DOCUMENT EXCERPT
↓
James MacLean wrote:
David Sommerseth wrote:
James MacLean wrote:
Hi Folks,
I have parsed around a bit but have not come up with a solid
suggestion to increase performance in the following environment :
. +150 clients always on, always via COAX modem 15Mb/s down 1.5Mb/s up.
. OpenVPN-2.0.9 and 2.1rc13 tested, setup as single server
. Server Kernel 2.6.25.4
. Server 64bit
. Server CPU % rarely goes above 30
. Server is fed over a 10G link
Currently we get what appears to be only between 5 and 6 MB/s average
using this setup.
If only activity is over a single tunnel we can get the expected max
(about 14Mb/s to the remote site) for the COAX sites. Once traffic
builds during the day, that number drops.
We know if we hit it locally we can get 160Mb/s. We know if we do hit
it locally and are getting the 160Mb/s that the COAX tunnels do
suffer. Starting by almost 1/2 of their normal throughput tunnel
speed of almost 14Mb/s.
So in my small mind, I am thinking we are seeing around 48Mb/s
(6MB/s*8) used, but that we should be able to get over 150Mb/s. CPU
isn't hurting. Almost feels like there is a governor slowing down the
traffic :).
Important settings from latest config :
verb 1
dev tap
tun-mtu 1500
tun-mtu-extra 32
mssfix 1468
proto udp
ca SSCert.pem
cert servercert.pem
key serverkey.pem
dh dh1024.pem
tls-auth ./tlspass
keepalive 30 63
ping-timer-rem
persist-tun 1
persist-key 1
cipher none
tcp-queue-limit 4096
sndbuf 131072
rcvbuf 131072
Anyone have any words of wisdom :) ?
Have you tried different ciphers and/or cipher key sizes? I know you
say the server do not suffer with too high load, but it could be
inefficiency in the cipher algorithm. If that's the case it might be
as well an OpenSSL issue too. It's a shot in the dark, but would be
good to wipe this one out. The default is blowfish, so I really do
not expect an improvement.
Do you know if threads are enabled in your OpenVPN setup?
(compile/configure setting). I believe the default is not to use
threads.
Does the performance drop if you have 150+ clients connected while
being passive (not sending any traffic over the tunnel) and only
having 1 client sending traffic?
kind regards,
David Sommerseth
Hi David,
I had hoped that "cipher none" would have the least overhead. Perhaps
there is a better one to try?
Hehe ... no, "cipher none" should have the very least overhead. I would be
very much surprised if anything goes through OpenSSL at this moment. But I
probably don't need to say anything about the security level by doing it.
Anyway, for testing and debugging - good approach!
Threads are enabled in the build, but I only ever see one in the running
program. Maybe 64bit is showing it differently or "ps axms" and "ps
-eLf" are not the way to display them ?
ps -eLf should display all threads, afaik.
Not sure though how the really threads are implemented, but when I dig into
the code it seems to be initialised as a single thread. I cannot find
traces in the code that indicates that multiple threads is implemented.
But it seems like the code is getting ready for it.
I will need to be corrected if my suspicion is wrong, that the core
behaviour between threaded and non-threaded binaries is almost behaving the
same, and not spawning out a thread per connection. If this is the case,
I'm not sure if it has any performance impact to use the threaded model.
↑
(Text-to-region grounding records)
↓
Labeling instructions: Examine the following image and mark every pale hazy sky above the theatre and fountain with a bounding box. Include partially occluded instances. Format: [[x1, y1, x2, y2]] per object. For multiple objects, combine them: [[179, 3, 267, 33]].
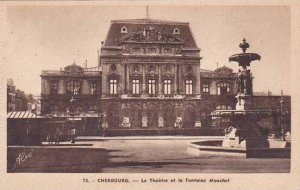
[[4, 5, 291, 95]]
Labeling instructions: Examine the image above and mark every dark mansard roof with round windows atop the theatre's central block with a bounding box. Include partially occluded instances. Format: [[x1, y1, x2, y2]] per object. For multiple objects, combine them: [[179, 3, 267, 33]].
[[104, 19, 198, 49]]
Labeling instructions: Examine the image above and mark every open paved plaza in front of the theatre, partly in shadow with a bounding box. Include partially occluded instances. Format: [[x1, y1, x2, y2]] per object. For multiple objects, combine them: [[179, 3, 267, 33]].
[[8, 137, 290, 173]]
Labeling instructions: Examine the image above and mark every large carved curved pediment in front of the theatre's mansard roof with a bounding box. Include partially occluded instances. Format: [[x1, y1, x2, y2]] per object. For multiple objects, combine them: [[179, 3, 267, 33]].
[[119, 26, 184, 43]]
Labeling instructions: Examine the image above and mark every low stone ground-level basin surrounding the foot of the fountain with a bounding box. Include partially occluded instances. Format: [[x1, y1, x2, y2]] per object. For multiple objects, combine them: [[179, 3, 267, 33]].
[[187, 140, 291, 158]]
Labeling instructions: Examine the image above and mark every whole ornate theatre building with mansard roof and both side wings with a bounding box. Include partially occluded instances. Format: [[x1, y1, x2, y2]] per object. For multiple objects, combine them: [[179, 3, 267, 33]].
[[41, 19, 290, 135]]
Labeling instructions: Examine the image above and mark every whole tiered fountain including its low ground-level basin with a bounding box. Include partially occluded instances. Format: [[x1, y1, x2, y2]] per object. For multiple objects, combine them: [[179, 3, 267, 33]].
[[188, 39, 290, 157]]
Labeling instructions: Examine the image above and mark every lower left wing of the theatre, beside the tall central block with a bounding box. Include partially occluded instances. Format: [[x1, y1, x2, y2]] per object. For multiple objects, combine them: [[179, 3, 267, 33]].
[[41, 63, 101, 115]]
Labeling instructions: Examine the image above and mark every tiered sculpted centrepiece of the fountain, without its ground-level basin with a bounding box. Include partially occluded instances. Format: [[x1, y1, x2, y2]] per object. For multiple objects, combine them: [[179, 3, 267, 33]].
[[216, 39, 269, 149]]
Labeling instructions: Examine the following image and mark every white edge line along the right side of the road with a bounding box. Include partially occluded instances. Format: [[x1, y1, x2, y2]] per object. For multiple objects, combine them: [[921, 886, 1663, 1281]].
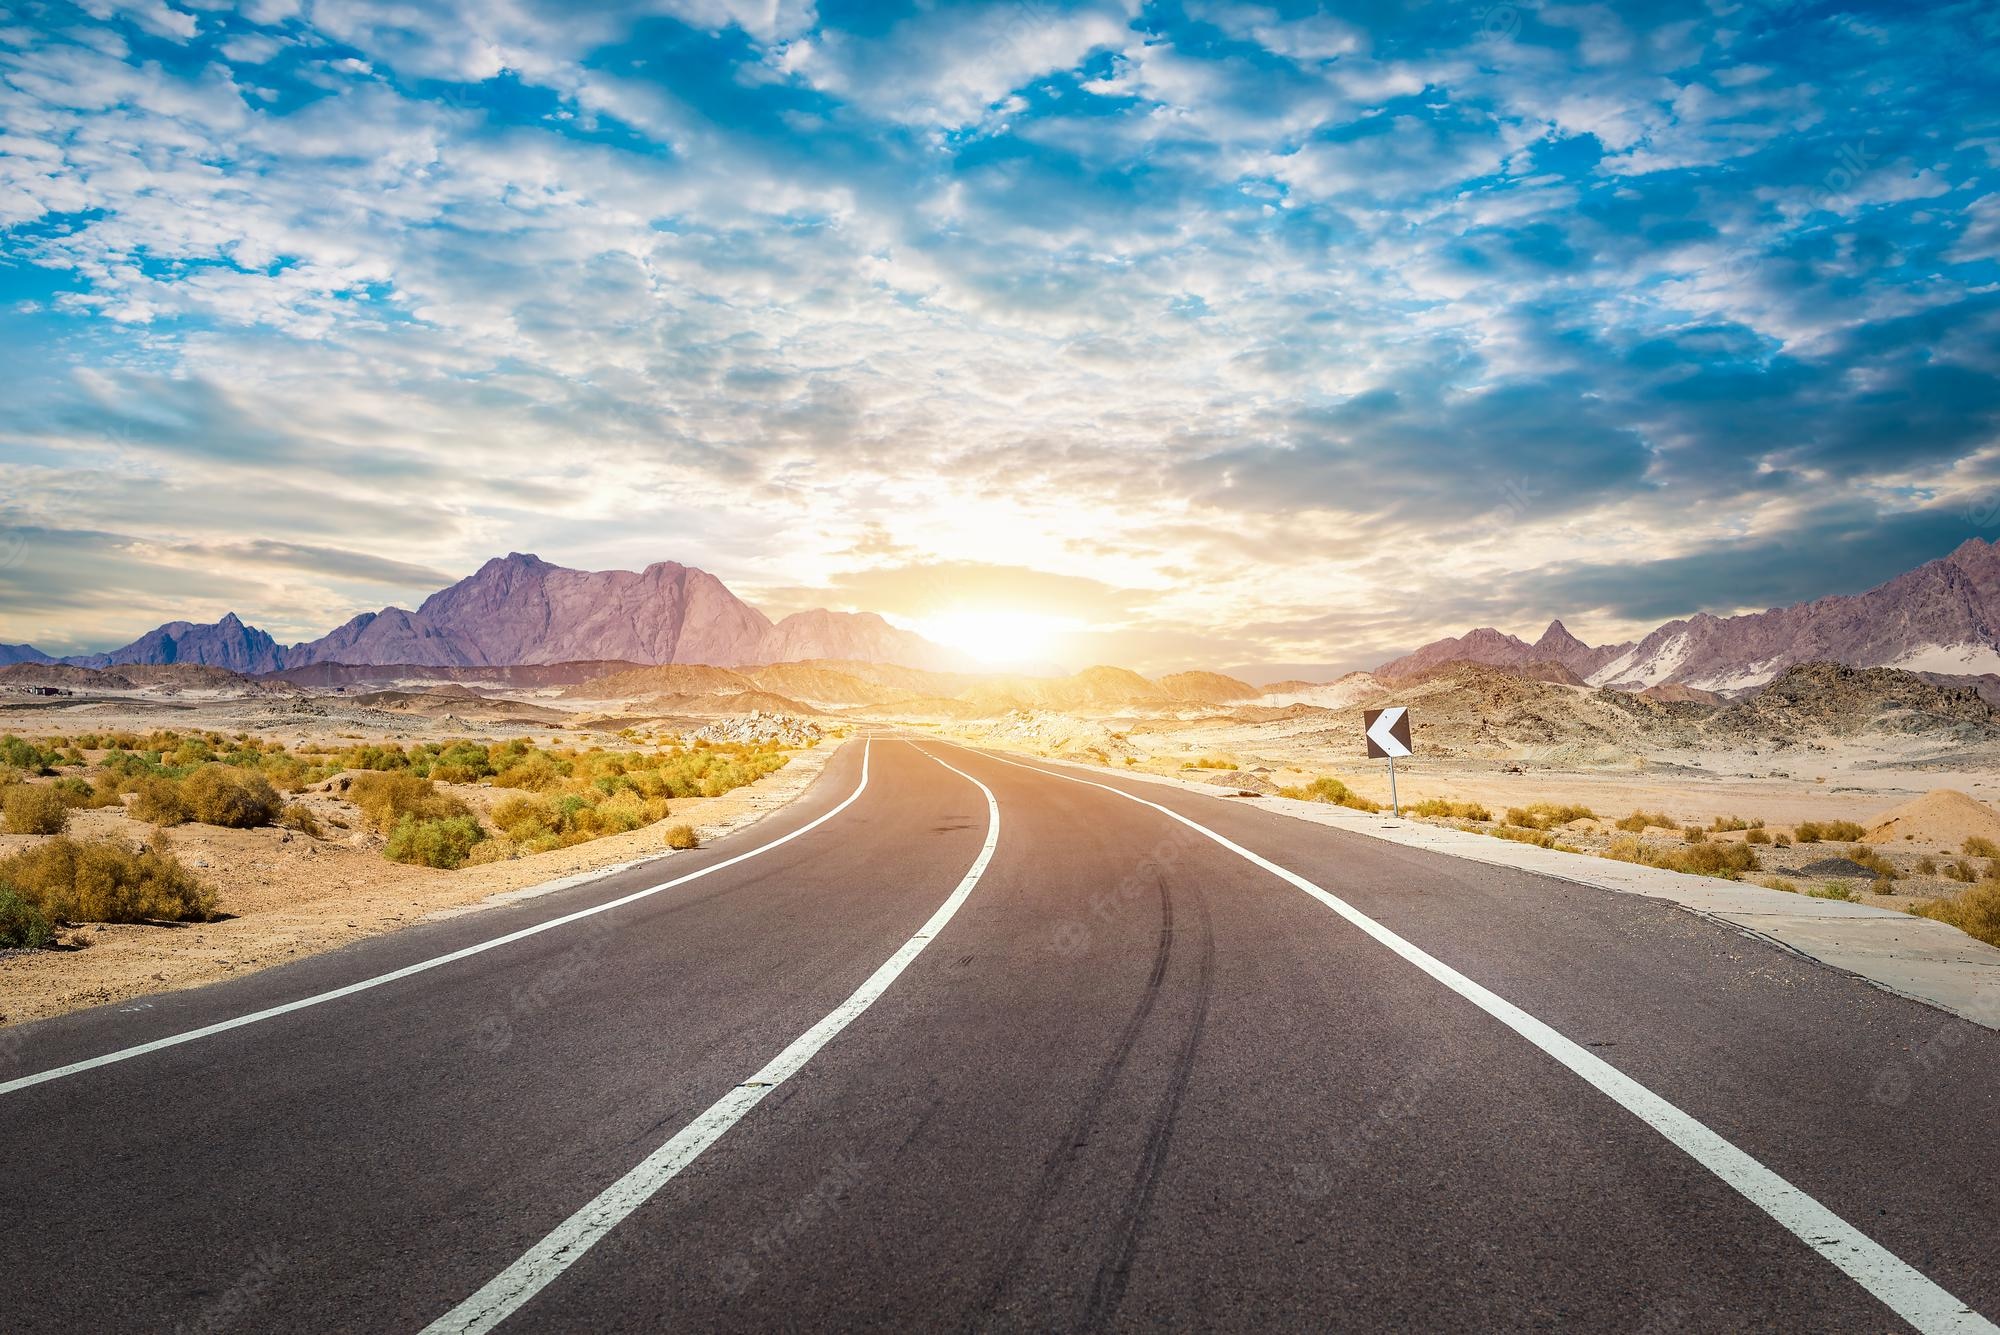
↑
TASK INSTRUCTIONS
a) Translate this sentence from the OpenVPN performance thread into Spanish: "Threads are enabled in the build, but I only ever see one in the running program."
b) Write the next part of the OpenVPN performance thread, picking up after its final sentence.

ANSWERS IN ORDER
a) Los hilos están habilitados en la compilación, pero nunca veo más que uno en el programa en ejecución.

b)
Unless OpenSSL encryption is running in an own separate thread (I have not
investigated this)
Performance seems fine if they are doing nothing. We can get the full
expected bandwidth from a single client, or even a small number of clients.
But when the general use of the tunnels comes up, that's when they
appear to suffer.
I regret I do not have much in depth info, but I'm really not sure which
direction I should be aiming :).
Hmm ... that just seems to indicate that it is a drastic performance drop
when too many clients are using the tunnels.
When I look at the code, which is quite complex when it comes to the part
when clients connect, it seems like OpenVPN has it own way of scheduling
for when and how to handle the clients. And it might be that you've found
a limit in the implementation.
This code is taken from mudp.c
/* per-packet event loop */
while (true)
{
perf_push (PERF_EVENT_LOOP);
/* set up and do the io_wait() */
multi_get_timeout (&multi, &multi.top.c2.timeval);
io_wait (&multi.top, p2mp_iow_flags (&multi));
MULTI_CHECK_SIG (&multi);
/* check on status of coarse timers */
multi_process_per_second_timers (&multi);
/* timeout? */
if (multi.top.c2.event_set_status == ES_TIMEOUT)
{
multi_process_timeout (&multi, MPP_PRE_SELECT|MPP_CLOSE_ON_SIGNAL);
}
else
{
/* process I/O */
multi_process_io_udp (&multi);
MULTI_CHECK_SIG (&multi);
}
perf_pop ();
}
This seems to me to be the main loop. Here it seems that OpenVPN server is
listening for traffic on the network connections and processes each packet,
no matter which client sending it - and then analysing the packet and let a
connection "object" take care of further processing of the packet. This is
just a wild-guess, as I only spent 10-15 min looking through the code. But
a lot of process magic happens in multi_process_io_udp(), and a couple of
levels deeper a scheduling function is called.
If this really is true, it might be that this model works very well for a
good number of clients, until you reach a limit around 150+, when the cost
of doing this rescheduling begins to be too costly. If this scheduling is
not efficient enough (having a small "sleep" in between, waiting for IO,
inefficient or too many code jumps, etc), you will not see that the load on
the server increases too much - but you will most probably feel the
performance loss on the client side. With few active clients, this will of
course go better, as the internal scheduler has less clients to switch between.
In addition, I see that the code path is quite long, doing a lot of jumps
between a lot of function, and this of course also adds some penalty - even
though each function seems to be optimised.
This is of course a way how to avoid forking out or starting a new thread
per client which works independently, being task switched by the OS. But
to be honest, I think the OS scheduler might be much more efficient in the
scheduling and process switches than to have a separate one.
Can anyone with deeper knowledge than me verify or correct me? I would
like to understand this part of the code much better.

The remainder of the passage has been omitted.